» **Work instructions**:
a) Reproduce the article on Simon Property Group's outlet malls from "Luxury outlet malls—where" up to and including "the country’s largest.".
b) Extend the article on Simon Property Group's outlet malls with the next few paragraphs, beginning after its final sentence.

» **Text shown**:

================

Shoppers like Khalil are helping to buoy growth for Indianapolis-based Simon Property Group Inc., which acquired the Seattle Premium Outlets through its $3.5 billion purchase of Chelsea Property Group in 2004.

Luxury outlet malls—where upscale retailers such as Coach Inc. and Michael Kors Holdings Ltd. hawk discount goods—are now the main source of expansion for the Indianapolis-based real estate investment trust, the country’s largest.

“The purchase of Chelsea by Simon eight years ago was arguably the best REIT merger ever,” said Cedrik Lachance, a managing director at real estate research firm Green Street Advisors Inc. in Newport Beach, California. “Outlet investing has been tremendously successful for Simon.”

The discount malls have helped make Simon the best-performing retail real estate stock of the past five years, and it’s a business that the No. 2 U.S. mall landlord, General Growth Properties Inc., doesn’t have. Hedge-fund manager Bill Ackman, whose Pershing Square Capital Management LP owns about 10 percent of General Growth, is lobbying for the companies to combine, even as Simon said last week that it has no interest in buying its rival.

Outlets were among several factors that Ackman highlighted in pushing for a deal.

“Simon’s dominant participation in the outlet mall business, in which GGP has no presence, has proven to be a retail real estate sector with a high degree of resilience during periods of economic weakness, and a significant contributor” to funds from operations, a measure of cash flow, Ackman said in an Aug. 27 letter to General Growth’s board.

In 2004, the year Simon bought Chelsea, General Growth spent $11.3 billion to buy Rouse Co., an owner of full-price malls and land for master-planned communities — a deal Simon passed up. The purchase was part of an acquisition spree that saddled Chicago-based General Growth with $27 billion of debt. When it couldn’t refinance the loans in 2009, the company became the biggest in real estate firm to file for bankruptcy.

Simon tried to buy General Growth when it was in bankruptcy. It lost to a group led by Ackman and Toronto-based Brookfield Asset Management Inc., which now owns about 42 percent of the company and said it has no plans to sell its stake. General Growth also said it won’t explore a sale.

Outlets make up about 12.5 percent of the gross leasable space of Simon’s properties worldwide. They represent about one-third of the company’s asset value, Lachance said. Simon operates 72 Premium Outlet Centers in 28 states and Puerto Rico, Asia and Mexico, with plans to open six more in 2013, including its first in Canada and Brazil.

Premium Outlets, which include more red-carpet designers than conventional outlet stores, have grown by exploiting consumers’ desire for brand-name fashion and household goods while meeting retailers’ needs to boost sales and pay lower rents during a time of sluggish economic growth.

“It’s a huge trend,” said Jeremy Moller, a retail broker at JSH Properties Inc. in Seattle. “After the crash, a lot of retailers realized they could sell only so many $600 bags.”

================

» **Information provided**:
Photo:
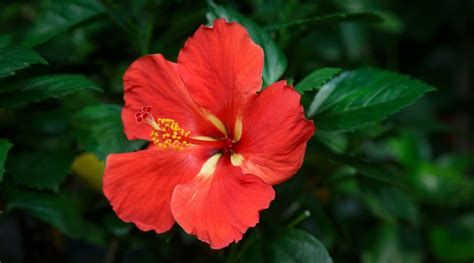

================

» **Exercise results**:
a)
Luxury outlet malls—where upscale retailers such as Coach Inc. and Michael Kors Holdings Ltd. hawk discount goods—are now the main source of expansion for the Indianapolis-based real estate investment trust, the country’s largest.

b)
Discounts vary by retailer and product. At the Michael Kors outlet near Seattle, the popular Hamilton tote sells for $329, as little as 5 percent less than versions available on the designer’s website. Other products are more than half off, in some cases because it’s the end of the season. The Layton shoulder bag in Kors’s signature “luggage” color, a caramel brown, sells for $155, down from $368.

Outlet centers are cheaper to build and operate than traditional malls. Their out-of-the-way locations make them relatively easy to expand yet near enough to cities to attract customers. There was about 67.9 million square feet of outlet-center space last year, 23 percent more than a decade earlier, according to data from Value Retail News, a publication of the International Council of Shopping Centers.

Construction of traditional malls, primarily near urban areas, has been dormant because of little space for new development. Only one enclosed mall has opened in the U.S. since 2006, said Jesse Tron, a spokesman for the ICSC in New York.

“In terms of green field, or ground-up development, it’s pretty much all outlet centers,” said John Sheehan, an analyst at Edward Jones, in St. Louis.

Simon opened a $142.7 million outlet center in New Hampshire in June and construction has begun on three other outlet centers, two of which are in partnership with other developers, according to its latest quarterly report. The company has budgeted $750 million on U.S. expansion and redevelopment of existing properties in 2012, compared with $265 million last year.

The largest of Simon’s premium outlets by square footage is Woodbury Common, north of Manhattan. Woodbury Common Premium Outlets gets about 12 million visitors a year, making it the No. 1 tourist destination in the state outside of Manhattan, said Susan Hawvermale, director of tourism for Orange County, N.Y., where Woodbury Common is located. The outlet mall gets more than three times the annual visitors as the Empire State Building.

“It’s the best outlet in the world,” David Simon, CEO of Simon Property, said of Woodbury Common on an April 27 conference call with analysts. “What we’re thinking about doing there, working obviously closely with the town, but assuming we make progress and get some approvals there, I think we take that asset up to yet another level.”

Les Morris, a spokesman for Simon, declined to comment further.

Simon stopped breaking out financial results from Premium Outlets separately from its traditional mall business in 2009. In that year, the segment contributed 19.7 percent of net operating income. The company gained 21 more centers when it bought Prime Outlets Acquisition Co. in 2010 for $2.3 billion.

Simon stock has climbed 66 percent in the past five years while Greensboro, N.C.-based Tanger Factory Outlet Centers, the second-largest U.S. outlet owner, has jumped 63 percent, making them the best performers in Bloomberg’s regional mall index. General Growth tumbled 49 percent in that time.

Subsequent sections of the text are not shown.